What to work on
The response must contain the complete data, printed exactly.
[[ Records for this exercise, beginning ]]
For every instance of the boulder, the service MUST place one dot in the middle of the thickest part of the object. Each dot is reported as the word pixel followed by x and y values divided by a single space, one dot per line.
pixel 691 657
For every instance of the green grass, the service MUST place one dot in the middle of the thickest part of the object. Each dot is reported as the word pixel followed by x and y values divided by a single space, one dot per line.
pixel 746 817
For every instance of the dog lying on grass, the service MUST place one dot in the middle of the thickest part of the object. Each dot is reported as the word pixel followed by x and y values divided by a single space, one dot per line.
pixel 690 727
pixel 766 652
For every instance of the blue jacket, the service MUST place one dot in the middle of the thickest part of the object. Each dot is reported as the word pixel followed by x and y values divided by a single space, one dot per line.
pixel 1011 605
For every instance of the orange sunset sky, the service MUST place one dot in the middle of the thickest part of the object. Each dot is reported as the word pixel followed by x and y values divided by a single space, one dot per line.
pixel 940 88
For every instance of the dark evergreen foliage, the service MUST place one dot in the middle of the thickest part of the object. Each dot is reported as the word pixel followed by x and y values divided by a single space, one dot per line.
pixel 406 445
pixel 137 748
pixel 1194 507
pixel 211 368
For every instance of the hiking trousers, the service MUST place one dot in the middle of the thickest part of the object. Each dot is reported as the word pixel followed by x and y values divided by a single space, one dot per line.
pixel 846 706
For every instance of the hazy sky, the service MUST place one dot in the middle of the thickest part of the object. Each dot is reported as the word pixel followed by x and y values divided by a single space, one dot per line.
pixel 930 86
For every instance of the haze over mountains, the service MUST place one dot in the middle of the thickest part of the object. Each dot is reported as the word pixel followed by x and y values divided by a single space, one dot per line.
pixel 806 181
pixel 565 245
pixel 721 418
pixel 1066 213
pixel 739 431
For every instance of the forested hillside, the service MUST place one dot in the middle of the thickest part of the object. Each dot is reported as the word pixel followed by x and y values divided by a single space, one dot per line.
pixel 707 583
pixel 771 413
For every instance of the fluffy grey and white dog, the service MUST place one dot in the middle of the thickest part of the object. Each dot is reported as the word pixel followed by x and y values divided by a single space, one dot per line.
[[ Records for this exercise, end ]]
Answer area
For every instance of the boulder, the service MUST place one dot in the middle of the thickest part of the object. Each dot is reported as the word pixel followed by x and y values divided by a single space, one dot per line.
pixel 691 657
For every instance of the green grass, the service MUST place one dot in the middle of the thickest part of the object. Each dot is reported as the word pixel followed by x and y values divided by a single space, one dot per line.
pixel 746 817
For every instance of the dog lying on grass, the service MUST place one dot in the middle of the thickest part of the object. Each dot is reported as the word pixel followed by x and y values divided by a single space, one dot per line.
pixel 690 727
pixel 766 652
For every instance of the blue jacket, the service MUST place one dot in the middle of the thickest part of the object. Each dot is reported as the word pixel followed by x and y values divided by a single space, one dot per line.
pixel 1011 605
For every instance of the orange sunset sky, the service MUST place one dot in the middle of the thickest part of the object. Each dot is reported as the word pixel followed by x and y values divided by a single space, one dot per line.
pixel 940 88
For every instance of the dark evergreen foliage, the service MUST place one dot in the middle of the thickest part of the object. Each dot is reported as the word pixel followed by x and y values divided by a single space, one dot per line.
pixel 406 445
pixel 137 748
pixel 1194 507
pixel 211 368
For every instance of the hiking trousers, the service MUST place one dot in the middle of the thickest part of the object. Each dot is reported as the word pixel followed by x and y values divided by a single space, one dot per line.
pixel 846 706
For every instance of the hazy sky, the service MUST place one dot in the middle of the thickest part of the object. Each dot is reported as the word pixel followed by x and y values divided by a single space, one dot per line.
pixel 930 86
For every instance of the haze over mountains, the service MUST place one dot in the middle of the thickest part of the object. Each dot is reported as the word pixel followed by x and y values divided by a single space, one dot per line.
pixel 806 181
pixel 565 245
pixel 721 418
pixel 1066 213
pixel 739 431
For every instance of the forested hillside, the service MUST place one dot in the middle of the thickest part of the object. Each dot is reported as the word pixel followed by x and y values divided by a single space, one dot per line.
pixel 707 583
pixel 771 413
For every instance of the fluffy grey and white dog, the service MUST place one dot in the middle of the thickest part of the object. Each dot is reported as the word pixel followed by x and y values divided by a single space, one dot per line.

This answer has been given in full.